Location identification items

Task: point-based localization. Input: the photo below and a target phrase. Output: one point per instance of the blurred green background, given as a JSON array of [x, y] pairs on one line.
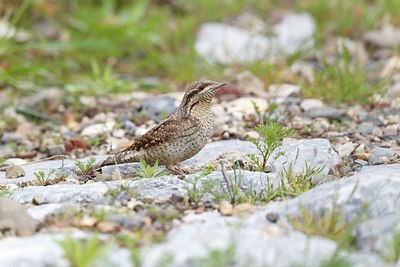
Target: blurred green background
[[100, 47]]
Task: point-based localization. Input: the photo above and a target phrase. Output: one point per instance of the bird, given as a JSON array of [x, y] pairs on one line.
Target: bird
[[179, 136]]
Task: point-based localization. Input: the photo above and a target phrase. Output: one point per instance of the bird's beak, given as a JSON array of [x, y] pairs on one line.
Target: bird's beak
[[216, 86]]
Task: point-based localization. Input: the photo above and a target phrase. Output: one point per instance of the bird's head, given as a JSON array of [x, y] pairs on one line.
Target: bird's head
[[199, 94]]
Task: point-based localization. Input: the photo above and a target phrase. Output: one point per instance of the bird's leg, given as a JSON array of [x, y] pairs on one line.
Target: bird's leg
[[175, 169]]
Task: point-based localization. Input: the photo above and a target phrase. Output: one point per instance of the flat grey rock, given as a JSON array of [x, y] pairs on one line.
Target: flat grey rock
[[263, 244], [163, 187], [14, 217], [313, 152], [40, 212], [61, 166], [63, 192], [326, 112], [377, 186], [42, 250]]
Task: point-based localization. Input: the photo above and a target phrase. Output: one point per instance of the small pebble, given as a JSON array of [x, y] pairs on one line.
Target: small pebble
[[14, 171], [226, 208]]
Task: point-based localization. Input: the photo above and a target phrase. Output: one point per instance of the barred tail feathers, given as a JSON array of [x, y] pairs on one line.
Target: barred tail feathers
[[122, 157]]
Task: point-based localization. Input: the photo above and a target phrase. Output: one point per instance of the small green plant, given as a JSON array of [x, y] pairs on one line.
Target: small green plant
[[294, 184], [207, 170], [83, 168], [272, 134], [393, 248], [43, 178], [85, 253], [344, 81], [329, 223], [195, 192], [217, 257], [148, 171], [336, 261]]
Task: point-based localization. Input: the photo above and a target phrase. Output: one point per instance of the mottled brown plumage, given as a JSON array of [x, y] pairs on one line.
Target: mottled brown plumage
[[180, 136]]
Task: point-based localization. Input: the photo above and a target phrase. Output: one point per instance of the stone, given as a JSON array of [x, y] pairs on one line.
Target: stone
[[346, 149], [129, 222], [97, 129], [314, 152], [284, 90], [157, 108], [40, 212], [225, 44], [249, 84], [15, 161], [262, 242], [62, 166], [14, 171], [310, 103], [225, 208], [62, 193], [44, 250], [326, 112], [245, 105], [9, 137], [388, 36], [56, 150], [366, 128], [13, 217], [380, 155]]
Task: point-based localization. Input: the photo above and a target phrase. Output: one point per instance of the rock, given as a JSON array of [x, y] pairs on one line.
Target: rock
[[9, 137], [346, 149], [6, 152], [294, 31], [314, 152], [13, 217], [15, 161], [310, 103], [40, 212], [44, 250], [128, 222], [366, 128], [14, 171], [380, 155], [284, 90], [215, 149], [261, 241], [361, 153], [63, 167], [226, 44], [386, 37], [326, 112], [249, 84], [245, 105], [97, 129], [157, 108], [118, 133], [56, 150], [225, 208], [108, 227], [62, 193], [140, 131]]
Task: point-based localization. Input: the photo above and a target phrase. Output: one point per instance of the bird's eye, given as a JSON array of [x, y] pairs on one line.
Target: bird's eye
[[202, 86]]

==

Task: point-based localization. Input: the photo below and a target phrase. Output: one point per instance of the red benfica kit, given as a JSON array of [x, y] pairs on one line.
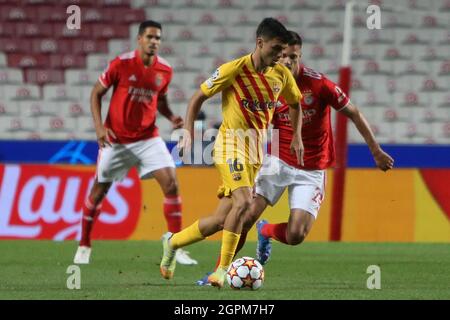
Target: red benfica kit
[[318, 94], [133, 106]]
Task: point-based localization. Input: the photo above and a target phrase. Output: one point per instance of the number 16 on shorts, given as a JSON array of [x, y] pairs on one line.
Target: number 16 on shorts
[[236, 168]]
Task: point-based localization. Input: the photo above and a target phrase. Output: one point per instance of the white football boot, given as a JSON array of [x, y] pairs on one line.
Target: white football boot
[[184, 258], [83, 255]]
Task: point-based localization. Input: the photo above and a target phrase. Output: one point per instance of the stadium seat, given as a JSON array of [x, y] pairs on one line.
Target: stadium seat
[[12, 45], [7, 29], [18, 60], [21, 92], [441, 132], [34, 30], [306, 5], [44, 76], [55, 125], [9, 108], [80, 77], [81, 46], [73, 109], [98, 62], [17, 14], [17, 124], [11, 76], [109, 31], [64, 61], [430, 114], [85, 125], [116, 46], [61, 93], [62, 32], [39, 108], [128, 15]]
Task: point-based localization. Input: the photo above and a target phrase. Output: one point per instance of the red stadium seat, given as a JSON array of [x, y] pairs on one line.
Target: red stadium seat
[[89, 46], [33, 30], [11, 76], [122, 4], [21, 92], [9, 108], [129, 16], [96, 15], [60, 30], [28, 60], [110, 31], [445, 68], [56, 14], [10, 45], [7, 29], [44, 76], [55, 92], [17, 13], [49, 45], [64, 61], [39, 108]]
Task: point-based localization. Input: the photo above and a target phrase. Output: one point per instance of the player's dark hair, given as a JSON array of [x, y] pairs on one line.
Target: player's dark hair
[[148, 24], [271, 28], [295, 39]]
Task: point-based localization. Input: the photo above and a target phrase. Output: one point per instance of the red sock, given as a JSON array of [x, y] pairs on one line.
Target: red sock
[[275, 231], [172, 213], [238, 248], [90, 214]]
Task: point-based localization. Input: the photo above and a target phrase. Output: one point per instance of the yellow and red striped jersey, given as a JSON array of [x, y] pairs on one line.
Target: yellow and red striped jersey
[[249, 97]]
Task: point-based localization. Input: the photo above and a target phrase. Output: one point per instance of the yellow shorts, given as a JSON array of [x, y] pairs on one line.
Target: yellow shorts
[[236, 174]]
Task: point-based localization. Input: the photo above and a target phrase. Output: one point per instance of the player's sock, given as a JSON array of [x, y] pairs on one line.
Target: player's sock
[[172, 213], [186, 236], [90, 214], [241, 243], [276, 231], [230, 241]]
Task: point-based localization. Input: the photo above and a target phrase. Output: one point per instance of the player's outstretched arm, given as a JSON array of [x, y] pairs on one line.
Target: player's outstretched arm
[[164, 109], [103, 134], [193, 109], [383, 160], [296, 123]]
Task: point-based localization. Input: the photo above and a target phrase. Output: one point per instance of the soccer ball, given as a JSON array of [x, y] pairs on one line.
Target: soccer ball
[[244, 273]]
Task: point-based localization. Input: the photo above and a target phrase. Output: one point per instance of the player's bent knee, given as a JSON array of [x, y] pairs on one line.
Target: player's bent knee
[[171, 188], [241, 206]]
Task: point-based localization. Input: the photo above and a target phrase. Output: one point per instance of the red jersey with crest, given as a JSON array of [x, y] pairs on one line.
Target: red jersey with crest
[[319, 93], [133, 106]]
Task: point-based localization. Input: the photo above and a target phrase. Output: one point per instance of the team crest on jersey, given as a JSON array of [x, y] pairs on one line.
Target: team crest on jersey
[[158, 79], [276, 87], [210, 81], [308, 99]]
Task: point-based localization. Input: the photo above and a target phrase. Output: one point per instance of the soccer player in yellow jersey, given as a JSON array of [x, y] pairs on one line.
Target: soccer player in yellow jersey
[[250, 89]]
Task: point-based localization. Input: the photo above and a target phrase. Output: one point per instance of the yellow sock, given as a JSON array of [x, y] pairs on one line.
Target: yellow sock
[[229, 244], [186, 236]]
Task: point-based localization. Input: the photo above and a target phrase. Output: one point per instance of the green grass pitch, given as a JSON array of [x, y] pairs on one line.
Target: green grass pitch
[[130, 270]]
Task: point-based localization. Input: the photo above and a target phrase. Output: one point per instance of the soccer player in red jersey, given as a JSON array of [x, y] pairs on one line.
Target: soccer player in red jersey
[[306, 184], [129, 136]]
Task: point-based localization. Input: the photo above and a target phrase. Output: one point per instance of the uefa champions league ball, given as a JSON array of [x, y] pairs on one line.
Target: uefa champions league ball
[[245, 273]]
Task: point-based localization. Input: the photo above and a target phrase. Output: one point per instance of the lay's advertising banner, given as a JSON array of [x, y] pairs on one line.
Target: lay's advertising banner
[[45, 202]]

▸ **Exercise instructions**
Extract, without alteration, the lines above that begin with the line containing "the stone, given" and end with the line containing "217], [380, 155]]". Include both of those lines.

▸ **Expected answer**
Task: point-based localization. Input: the photo above and a target phrase. Output: one point per instance of the stone, given as a JSON array of [x, y] pairs on one line.
Target: stone
[[346, 149], [129, 222], [97, 129], [314, 152], [284, 90], [157, 108], [40, 212], [225, 44], [249, 84], [15, 161], [262, 242], [62, 166], [14, 171], [310, 103], [225, 208], [62, 193], [44, 250], [326, 112], [245, 105], [9, 137], [388, 36], [56, 150], [366, 128], [13, 217], [380, 155]]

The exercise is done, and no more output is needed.